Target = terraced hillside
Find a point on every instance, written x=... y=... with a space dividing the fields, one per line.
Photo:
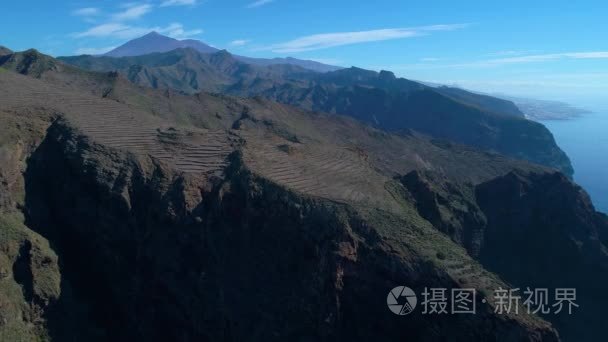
x=119 y=126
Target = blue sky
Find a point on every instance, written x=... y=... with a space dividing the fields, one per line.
x=548 y=49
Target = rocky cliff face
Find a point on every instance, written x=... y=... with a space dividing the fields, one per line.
x=148 y=253
x=535 y=230
x=379 y=99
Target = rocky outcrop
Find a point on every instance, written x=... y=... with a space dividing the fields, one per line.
x=536 y=230
x=155 y=254
x=449 y=207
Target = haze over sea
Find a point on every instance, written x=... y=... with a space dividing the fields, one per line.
x=585 y=140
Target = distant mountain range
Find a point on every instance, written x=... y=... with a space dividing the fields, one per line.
x=155 y=42
x=122 y=205
x=380 y=99
x=539 y=110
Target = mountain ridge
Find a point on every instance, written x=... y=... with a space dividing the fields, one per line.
x=154 y=42
x=377 y=98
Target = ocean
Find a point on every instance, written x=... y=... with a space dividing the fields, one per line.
x=585 y=140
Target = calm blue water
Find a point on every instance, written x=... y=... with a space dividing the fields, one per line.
x=585 y=140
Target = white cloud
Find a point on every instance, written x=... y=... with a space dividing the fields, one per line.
x=123 y=31
x=259 y=3
x=542 y=58
x=327 y=40
x=178 y=3
x=132 y=11
x=94 y=51
x=86 y=12
x=239 y=42
x=329 y=61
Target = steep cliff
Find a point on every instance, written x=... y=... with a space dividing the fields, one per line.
x=537 y=230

■ ■ ■ ■

JOB -
Arrange every line of the items above as a numbered list, skipping any blank lines and leaving out the pictures.

OUTPUT BELOW -
1. Target = terraced hillside
2. Find a point on every instance, written x=... y=... with a space dividing the fields, one per line.
3. Photo:
4. x=119 y=126
5. Target = blue sky
6. Find a point on every instance, written x=... y=... with a space dividing the fields, one per line.
7. x=548 y=49
8. Target = rocky cliff face
9. Find a point on every instance, written x=... y=... with a space dividing the fields, one per line.
10. x=148 y=253
11. x=535 y=230
12. x=379 y=99
13. Target = rocky outcrop
14. Find a point on every instance, written x=... y=... with a space dividing the fields, one per line.
15. x=536 y=230
16. x=155 y=254
17. x=449 y=207
18. Target = haze over sea
19. Find a point on every instance, written x=... y=... with a space dividing the fields, one per line.
20. x=585 y=140
21. Target = distant mountain range
22. Find a point on every instance, written x=... y=... with a space dividing the fields, one per line.
23. x=155 y=42
24. x=122 y=205
25. x=380 y=99
26. x=539 y=110
27. Target = mountain ridge
28. Find a point on every instance, written x=... y=... with a space dividing the fields, one per line.
29. x=154 y=42
30. x=377 y=98
31. Target = ocean
32. Find a point on every instance, written x=... y=... with a space dividing the fields, one per line.
33. x=585 y=140
34. Target = calm blue water
35. Find a point on every instance, written x=... y=... with a space dividing the fields, one per line.
36. x=585 y=140
37. Target = white cloud
38. Find a point on every instance, written x=... y=... with a space dividing the fields, one per line.
39. x=123 y=31
40. x=259 y=3
41. x=542 y=58
42. x=327 y=40
43. x=178 y=3
44. x=132 y=11
45. x=94 y=51
46. x=86 y=12
47. x=239 y=42
48. x=329 y=61
49. Target = steep cliff
50. Find a point on every instance, written x=... y=... with a space dividing the fields, one per line.
51. x=537 y=230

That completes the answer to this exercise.